Part of a data file:

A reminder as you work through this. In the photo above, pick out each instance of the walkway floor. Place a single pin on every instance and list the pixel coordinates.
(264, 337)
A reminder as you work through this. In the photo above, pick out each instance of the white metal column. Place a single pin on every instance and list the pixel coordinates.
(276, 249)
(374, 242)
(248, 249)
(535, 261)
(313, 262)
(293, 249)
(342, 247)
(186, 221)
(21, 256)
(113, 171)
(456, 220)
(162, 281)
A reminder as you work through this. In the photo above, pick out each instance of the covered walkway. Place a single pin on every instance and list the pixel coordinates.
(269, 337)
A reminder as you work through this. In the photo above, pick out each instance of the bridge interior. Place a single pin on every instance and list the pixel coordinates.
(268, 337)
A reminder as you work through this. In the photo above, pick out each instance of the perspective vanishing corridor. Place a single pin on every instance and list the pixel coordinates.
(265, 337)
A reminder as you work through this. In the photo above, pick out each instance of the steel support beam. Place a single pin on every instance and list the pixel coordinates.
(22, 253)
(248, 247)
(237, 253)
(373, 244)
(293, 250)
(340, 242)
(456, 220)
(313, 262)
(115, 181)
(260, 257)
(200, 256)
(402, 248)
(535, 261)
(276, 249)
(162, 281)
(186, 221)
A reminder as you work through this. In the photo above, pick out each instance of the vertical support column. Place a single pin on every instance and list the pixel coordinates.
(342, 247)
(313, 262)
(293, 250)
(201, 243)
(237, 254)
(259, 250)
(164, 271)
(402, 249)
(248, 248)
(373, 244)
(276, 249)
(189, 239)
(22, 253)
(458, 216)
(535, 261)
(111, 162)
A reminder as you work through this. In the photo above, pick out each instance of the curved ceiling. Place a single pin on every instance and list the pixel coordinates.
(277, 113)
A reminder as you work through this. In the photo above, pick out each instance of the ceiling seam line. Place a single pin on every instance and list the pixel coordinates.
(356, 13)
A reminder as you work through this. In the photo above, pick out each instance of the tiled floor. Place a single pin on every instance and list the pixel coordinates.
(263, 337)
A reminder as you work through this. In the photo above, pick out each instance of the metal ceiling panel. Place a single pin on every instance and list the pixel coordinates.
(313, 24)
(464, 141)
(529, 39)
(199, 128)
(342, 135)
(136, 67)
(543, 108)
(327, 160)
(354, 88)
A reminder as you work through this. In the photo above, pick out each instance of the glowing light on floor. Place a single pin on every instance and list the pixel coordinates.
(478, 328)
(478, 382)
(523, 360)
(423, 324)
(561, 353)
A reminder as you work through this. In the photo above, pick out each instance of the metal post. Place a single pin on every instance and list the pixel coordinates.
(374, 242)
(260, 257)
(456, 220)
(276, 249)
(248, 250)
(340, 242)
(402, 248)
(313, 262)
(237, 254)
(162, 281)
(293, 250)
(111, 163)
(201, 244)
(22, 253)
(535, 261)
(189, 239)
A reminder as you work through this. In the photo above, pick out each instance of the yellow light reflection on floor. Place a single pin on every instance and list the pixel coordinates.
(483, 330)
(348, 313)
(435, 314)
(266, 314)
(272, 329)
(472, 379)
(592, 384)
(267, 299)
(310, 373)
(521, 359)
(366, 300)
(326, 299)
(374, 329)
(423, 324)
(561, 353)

---

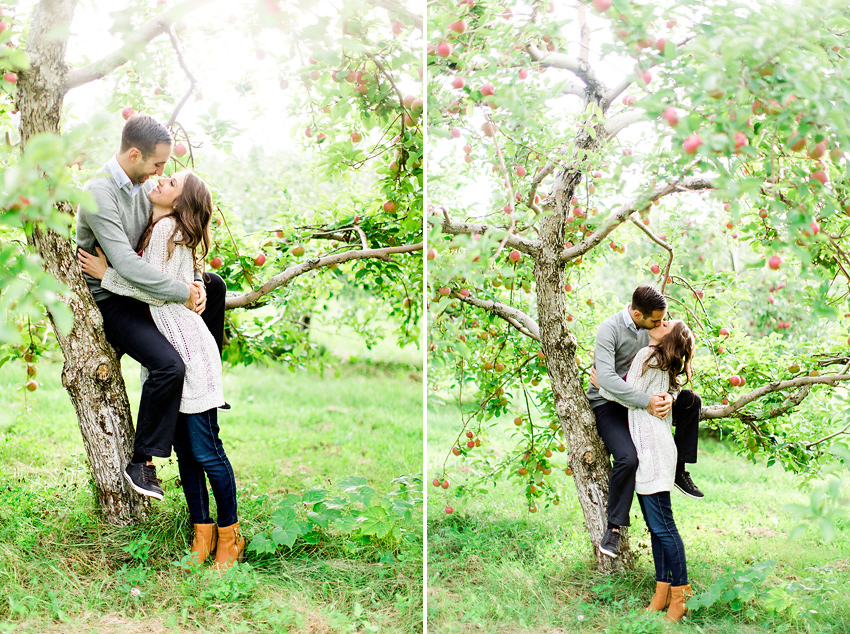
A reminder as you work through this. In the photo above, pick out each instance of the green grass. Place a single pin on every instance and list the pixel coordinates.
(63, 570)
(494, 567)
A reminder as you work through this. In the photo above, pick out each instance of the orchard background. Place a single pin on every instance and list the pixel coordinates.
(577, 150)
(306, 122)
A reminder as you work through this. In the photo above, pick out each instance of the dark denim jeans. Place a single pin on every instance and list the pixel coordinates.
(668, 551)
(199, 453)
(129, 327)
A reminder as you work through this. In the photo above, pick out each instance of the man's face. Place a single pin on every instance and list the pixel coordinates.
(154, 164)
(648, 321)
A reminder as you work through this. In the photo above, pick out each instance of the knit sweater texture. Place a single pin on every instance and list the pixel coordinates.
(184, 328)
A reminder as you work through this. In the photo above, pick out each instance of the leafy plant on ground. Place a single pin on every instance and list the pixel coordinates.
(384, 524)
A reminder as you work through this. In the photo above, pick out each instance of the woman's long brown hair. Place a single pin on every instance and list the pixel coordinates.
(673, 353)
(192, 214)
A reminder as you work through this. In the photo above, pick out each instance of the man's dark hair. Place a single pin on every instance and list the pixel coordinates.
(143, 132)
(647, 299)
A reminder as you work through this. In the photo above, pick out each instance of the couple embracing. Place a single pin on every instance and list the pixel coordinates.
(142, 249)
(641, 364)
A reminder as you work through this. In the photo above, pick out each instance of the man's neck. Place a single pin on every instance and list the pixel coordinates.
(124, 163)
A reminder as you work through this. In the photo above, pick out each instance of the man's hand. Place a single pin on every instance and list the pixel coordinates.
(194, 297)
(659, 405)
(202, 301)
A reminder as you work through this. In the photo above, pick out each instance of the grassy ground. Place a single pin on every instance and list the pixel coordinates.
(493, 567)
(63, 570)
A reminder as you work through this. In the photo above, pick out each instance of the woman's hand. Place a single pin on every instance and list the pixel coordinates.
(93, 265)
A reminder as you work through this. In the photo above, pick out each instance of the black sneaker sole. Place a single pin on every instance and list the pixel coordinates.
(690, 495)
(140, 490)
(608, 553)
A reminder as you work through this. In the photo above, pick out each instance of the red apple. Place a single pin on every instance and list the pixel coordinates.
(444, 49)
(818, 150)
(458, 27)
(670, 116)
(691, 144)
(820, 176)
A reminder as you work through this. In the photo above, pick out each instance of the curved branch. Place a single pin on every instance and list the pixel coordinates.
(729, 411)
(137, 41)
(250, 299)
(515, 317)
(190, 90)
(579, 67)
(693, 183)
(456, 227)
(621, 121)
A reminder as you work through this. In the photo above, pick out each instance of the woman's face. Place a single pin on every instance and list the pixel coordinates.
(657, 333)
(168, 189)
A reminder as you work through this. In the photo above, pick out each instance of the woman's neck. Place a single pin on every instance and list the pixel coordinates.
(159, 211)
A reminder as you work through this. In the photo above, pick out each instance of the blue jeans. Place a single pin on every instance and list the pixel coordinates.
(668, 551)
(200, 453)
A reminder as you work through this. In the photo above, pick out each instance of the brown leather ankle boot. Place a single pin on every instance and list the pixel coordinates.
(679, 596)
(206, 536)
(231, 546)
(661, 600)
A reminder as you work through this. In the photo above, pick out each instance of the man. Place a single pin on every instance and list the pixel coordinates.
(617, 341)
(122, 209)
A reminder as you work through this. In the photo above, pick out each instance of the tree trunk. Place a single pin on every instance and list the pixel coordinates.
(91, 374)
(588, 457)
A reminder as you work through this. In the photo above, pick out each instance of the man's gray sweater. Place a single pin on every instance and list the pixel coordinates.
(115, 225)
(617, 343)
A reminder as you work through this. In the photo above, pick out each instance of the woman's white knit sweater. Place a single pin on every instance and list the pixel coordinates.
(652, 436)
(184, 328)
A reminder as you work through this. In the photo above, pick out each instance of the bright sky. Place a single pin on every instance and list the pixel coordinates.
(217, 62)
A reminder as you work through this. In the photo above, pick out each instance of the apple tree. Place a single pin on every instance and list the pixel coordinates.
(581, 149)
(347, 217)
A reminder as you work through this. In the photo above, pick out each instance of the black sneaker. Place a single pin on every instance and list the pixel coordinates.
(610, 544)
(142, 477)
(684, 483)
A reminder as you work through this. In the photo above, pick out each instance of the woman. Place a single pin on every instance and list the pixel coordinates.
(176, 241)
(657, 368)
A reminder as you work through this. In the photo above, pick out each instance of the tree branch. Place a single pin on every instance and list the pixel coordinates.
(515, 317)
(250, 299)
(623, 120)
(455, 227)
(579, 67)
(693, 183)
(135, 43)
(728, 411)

...

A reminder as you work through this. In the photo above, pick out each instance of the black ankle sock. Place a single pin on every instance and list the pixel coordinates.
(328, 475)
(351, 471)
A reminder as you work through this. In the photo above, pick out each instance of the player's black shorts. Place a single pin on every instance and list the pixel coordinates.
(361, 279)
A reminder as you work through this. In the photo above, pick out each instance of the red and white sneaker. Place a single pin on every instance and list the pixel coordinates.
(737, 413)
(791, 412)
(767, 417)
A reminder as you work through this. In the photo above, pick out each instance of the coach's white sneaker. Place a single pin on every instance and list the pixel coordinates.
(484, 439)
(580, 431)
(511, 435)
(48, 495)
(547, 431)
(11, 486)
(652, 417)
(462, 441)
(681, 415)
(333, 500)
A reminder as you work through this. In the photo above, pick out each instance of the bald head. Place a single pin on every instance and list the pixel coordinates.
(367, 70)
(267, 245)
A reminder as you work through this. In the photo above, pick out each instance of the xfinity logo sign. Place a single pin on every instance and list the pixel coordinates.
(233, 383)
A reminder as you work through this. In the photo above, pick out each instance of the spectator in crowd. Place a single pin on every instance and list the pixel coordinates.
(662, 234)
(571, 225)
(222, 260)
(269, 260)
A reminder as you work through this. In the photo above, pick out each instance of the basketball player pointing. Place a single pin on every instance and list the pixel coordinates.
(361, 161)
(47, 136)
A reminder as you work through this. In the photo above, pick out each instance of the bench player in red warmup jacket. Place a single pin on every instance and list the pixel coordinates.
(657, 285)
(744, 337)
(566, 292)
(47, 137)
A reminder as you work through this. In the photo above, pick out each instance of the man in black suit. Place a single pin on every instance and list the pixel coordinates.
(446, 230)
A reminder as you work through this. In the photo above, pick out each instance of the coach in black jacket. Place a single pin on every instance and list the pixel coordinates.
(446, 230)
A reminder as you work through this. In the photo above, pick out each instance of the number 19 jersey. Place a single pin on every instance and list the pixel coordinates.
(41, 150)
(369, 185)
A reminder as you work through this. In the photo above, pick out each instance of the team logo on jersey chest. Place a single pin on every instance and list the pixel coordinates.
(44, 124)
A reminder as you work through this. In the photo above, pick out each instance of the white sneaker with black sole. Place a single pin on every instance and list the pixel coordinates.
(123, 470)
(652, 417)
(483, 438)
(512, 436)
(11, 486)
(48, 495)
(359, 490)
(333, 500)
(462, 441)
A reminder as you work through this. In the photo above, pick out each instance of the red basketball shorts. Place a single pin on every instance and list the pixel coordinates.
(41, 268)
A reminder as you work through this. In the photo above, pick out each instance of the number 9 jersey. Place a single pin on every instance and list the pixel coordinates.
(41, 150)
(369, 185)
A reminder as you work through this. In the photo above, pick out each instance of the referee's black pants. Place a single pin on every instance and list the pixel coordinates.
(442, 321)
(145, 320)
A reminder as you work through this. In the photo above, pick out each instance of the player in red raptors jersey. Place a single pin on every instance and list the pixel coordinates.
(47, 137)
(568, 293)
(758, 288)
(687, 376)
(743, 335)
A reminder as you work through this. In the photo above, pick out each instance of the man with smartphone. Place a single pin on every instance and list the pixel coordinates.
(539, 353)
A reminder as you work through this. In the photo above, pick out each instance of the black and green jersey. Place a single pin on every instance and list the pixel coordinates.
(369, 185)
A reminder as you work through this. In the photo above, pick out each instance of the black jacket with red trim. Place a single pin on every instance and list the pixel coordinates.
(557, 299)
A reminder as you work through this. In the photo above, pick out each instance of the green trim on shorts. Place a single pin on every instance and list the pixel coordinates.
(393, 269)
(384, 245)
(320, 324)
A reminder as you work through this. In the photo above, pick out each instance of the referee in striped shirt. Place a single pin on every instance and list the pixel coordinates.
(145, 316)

**What you have to do**
Please report each line above that contains the word "sole", copying every such line in full. Case counts when matching.

**Written response**
A reminder as you work through this. In the photo above, pick out each instance of the black sneaker sole. Place a single pin on every instance and list the pixel coordinates.
A reminder as you work through this. In the photo above, pick out each instance of the white sneaker with black sole. Place a single pin on every instance and list the pixel coordinates.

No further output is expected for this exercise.